**Task**
Exactly the lines from the one with "x=727 y=143" through the last line of the listing must be given again.

**Supplied data**

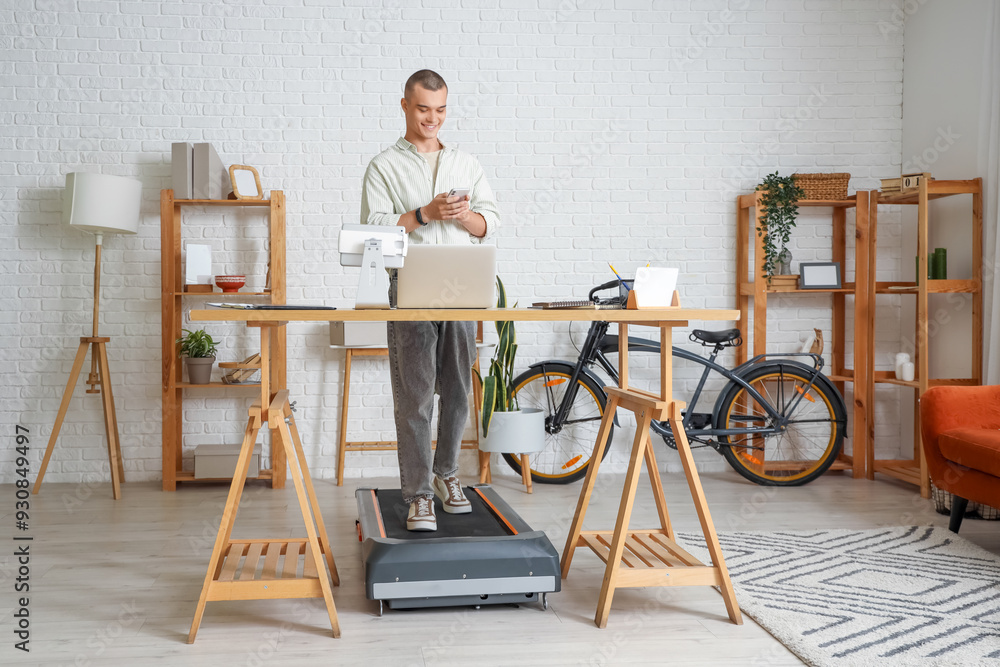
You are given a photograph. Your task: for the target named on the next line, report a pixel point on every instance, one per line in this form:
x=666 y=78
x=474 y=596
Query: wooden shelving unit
x=914 y=469
x=172 y=307
x=752 y=292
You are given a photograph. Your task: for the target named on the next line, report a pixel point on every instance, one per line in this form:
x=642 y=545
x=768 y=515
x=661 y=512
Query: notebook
x=447 y=276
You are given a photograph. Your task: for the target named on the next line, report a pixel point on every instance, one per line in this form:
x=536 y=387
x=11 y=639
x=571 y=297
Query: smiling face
x=425 y=112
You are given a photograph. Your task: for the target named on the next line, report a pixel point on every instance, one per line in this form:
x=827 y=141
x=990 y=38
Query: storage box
x=219 y=461
x=358 y=334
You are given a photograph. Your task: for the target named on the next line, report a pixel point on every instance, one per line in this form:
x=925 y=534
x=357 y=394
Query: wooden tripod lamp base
x=102 y=380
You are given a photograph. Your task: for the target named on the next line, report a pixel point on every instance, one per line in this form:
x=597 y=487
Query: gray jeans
x=424 y=358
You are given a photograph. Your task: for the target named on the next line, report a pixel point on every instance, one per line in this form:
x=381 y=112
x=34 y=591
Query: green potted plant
x=778 y=201
x=198 y=349
x=506 y=427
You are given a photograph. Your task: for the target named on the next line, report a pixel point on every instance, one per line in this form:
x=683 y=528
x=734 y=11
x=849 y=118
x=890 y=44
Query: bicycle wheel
x=813 y=433
x=569 y=449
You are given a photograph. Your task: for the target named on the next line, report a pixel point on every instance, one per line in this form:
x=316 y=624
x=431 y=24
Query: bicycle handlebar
x=607 y=285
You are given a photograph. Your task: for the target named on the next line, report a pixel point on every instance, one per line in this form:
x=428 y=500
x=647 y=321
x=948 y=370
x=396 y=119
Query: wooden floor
x=115 y=583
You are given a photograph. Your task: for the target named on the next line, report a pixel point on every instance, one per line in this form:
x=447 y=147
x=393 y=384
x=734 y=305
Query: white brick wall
x=617 y=132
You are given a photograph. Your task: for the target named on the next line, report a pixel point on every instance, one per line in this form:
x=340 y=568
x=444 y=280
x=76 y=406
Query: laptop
x=447 y=276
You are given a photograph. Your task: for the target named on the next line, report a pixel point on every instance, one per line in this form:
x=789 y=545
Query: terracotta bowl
x=230 y=283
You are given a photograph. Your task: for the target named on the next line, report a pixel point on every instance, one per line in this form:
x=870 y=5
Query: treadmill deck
x=489 y=556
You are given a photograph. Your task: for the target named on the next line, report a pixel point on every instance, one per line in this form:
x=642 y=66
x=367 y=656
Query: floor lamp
x=99 y=205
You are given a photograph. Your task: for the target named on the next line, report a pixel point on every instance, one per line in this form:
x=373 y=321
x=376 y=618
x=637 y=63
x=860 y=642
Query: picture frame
x=819 y=275
x=246 y=182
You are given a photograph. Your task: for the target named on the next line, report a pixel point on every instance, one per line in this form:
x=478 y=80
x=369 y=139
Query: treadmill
x=488 y=556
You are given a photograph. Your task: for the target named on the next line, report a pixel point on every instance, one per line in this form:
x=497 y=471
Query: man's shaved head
x=425 y=78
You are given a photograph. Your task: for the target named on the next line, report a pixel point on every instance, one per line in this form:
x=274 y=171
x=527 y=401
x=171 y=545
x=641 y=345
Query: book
x=180 y=170
x=207 y=172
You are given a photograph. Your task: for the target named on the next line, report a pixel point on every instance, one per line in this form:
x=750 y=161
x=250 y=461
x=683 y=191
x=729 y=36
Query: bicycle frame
x=598 y=344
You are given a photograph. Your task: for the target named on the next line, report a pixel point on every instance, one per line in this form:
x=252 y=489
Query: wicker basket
x=942 y=504
x=823 y=186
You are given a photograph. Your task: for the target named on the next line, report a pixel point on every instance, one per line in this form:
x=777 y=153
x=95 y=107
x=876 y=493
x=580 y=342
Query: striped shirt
x=399 y=179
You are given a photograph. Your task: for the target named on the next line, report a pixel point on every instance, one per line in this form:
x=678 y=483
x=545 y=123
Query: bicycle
x=778 y=421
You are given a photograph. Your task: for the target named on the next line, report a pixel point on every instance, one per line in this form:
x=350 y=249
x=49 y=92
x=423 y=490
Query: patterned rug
x=916 y=595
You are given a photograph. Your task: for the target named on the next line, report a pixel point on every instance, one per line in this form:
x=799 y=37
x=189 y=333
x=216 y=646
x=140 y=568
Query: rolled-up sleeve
x=377 y=205
x=483 y=202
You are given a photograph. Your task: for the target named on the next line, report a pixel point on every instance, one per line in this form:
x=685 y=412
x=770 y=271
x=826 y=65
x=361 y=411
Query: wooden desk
x=648 y=557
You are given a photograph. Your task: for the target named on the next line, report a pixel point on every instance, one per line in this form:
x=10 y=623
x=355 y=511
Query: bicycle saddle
x=716 y=337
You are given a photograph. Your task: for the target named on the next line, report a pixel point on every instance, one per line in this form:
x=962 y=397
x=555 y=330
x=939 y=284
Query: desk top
x=651 y=316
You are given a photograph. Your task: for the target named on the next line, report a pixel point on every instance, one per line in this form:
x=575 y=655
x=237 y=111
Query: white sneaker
x=421 y=515
x=450 y=492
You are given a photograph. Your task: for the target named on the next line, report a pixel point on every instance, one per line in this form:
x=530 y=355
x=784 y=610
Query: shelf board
x=227 y=295
x=747 y=289
x=749 y=201
x=935 y=190
x=970 y=286
x=216 y=385
x=888 y=377
x=902 y=383
x=188 y=476
x=222 y=202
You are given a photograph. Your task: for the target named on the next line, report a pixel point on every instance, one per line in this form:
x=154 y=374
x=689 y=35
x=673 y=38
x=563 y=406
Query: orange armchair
x=961 y=436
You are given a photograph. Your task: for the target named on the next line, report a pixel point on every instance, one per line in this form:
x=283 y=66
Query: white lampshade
x=102 y=204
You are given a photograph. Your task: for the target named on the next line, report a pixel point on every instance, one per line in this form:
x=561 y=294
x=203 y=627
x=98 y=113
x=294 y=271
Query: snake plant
x=498 y=395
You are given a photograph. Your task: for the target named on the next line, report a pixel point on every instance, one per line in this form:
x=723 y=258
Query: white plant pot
x=518 y=432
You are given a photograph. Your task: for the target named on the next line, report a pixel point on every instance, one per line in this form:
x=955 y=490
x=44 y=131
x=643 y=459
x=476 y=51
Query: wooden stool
x=311 y=554
x=647 y=557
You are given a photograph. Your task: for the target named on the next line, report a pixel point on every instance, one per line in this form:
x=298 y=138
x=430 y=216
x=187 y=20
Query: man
x=407 y=185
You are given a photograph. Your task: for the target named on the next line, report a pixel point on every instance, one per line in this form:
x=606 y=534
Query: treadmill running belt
x=481 y=522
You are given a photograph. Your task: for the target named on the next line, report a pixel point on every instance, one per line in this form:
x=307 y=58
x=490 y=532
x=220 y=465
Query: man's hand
x=444 y=207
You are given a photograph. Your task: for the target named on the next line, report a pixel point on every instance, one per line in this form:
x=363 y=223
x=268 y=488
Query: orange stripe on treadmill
x=378 y=513
x=497 y=512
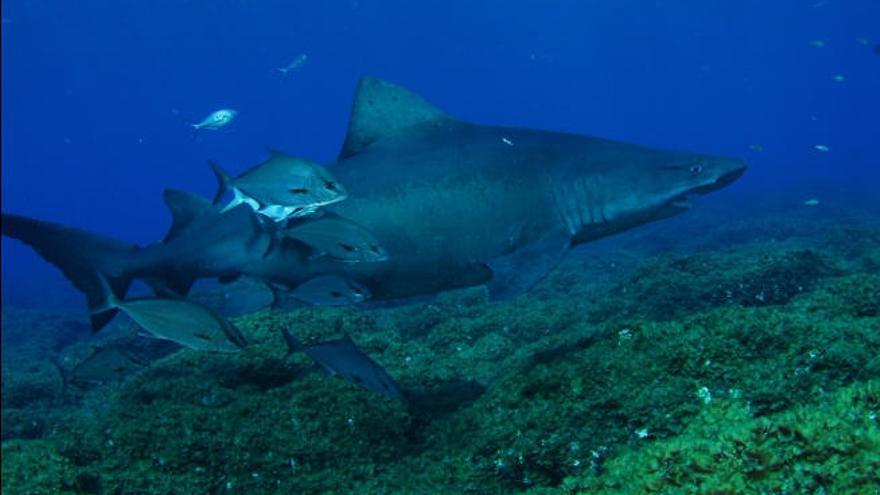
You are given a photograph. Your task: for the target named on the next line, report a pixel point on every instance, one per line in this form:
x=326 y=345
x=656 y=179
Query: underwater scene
x=440 y=247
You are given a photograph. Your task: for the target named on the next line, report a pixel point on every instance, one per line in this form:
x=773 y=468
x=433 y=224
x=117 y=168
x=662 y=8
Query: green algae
x=831 y=446
x=579 y=387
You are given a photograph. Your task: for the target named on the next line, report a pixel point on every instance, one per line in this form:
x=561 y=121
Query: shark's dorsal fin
x=185 y=207
x=381 y=109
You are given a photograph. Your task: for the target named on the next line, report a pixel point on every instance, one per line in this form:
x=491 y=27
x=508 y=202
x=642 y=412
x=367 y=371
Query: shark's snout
x=725 y=172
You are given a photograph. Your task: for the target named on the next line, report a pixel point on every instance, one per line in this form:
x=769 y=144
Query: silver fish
x=281 y=187
x=217 y=120
x=187 y=323
x=338 y=239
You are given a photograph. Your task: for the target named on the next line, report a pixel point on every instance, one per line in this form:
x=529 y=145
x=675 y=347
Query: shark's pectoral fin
x=185 y=207
x=519 y=271
x=382 y=109
x=171 y=286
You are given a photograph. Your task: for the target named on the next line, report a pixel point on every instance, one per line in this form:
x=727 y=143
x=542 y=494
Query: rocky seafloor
x=739 y=358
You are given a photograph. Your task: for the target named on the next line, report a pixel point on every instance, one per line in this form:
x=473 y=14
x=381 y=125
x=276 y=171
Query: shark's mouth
x=721 y=182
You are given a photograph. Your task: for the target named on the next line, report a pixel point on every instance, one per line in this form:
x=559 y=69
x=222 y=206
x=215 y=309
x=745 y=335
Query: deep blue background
x=91 y=89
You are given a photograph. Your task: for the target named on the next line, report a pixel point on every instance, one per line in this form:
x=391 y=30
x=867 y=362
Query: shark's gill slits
x=579 y=203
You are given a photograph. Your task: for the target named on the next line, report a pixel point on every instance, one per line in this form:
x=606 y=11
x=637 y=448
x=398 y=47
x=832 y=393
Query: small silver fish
x=339 y=239
x=217 y=120
x=293 y=66
x=185 y=322
x=330 y=290
x=281 y=187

**Solution to the problem**
x=727 y=143
x=542 y=494
Query: rocky seafloor
x=739 y=358
You are given a photograph. Your task: for the target named on the next line, report a pixel point on every instance, one per line in this form:
x=473 y=14
x=381 y=125
x=276 y=171
Query: shark's mouth
x=721 y=182
You are given a photograph. Your task: for the target named on the next line, report a pixel point on every instance, one per line in this form:
x=559 y=69
x=222 y=206
x=215 y=309
x=745 y=335
Query: deep blue background
x=91 y=89
You are given a photograph. Your task: for the target named on the next line, report a pixel point on every instance, one per line in this form:
x=391 y=30
x=867 y=362
Query: shark's gill slits
x=579 y=203
You are given a photograph. Your task: for the target named on the next line, report a pixel point on every instance, one per line in this form:
x=606 y=11
x=637 y=448
x=398 y=47
x=832 y=393
Query: small silver fish
x=339 y=239
x=217 y=120
x=293 y=66
x=185 y=322
x=330 y=290
x=281 y=187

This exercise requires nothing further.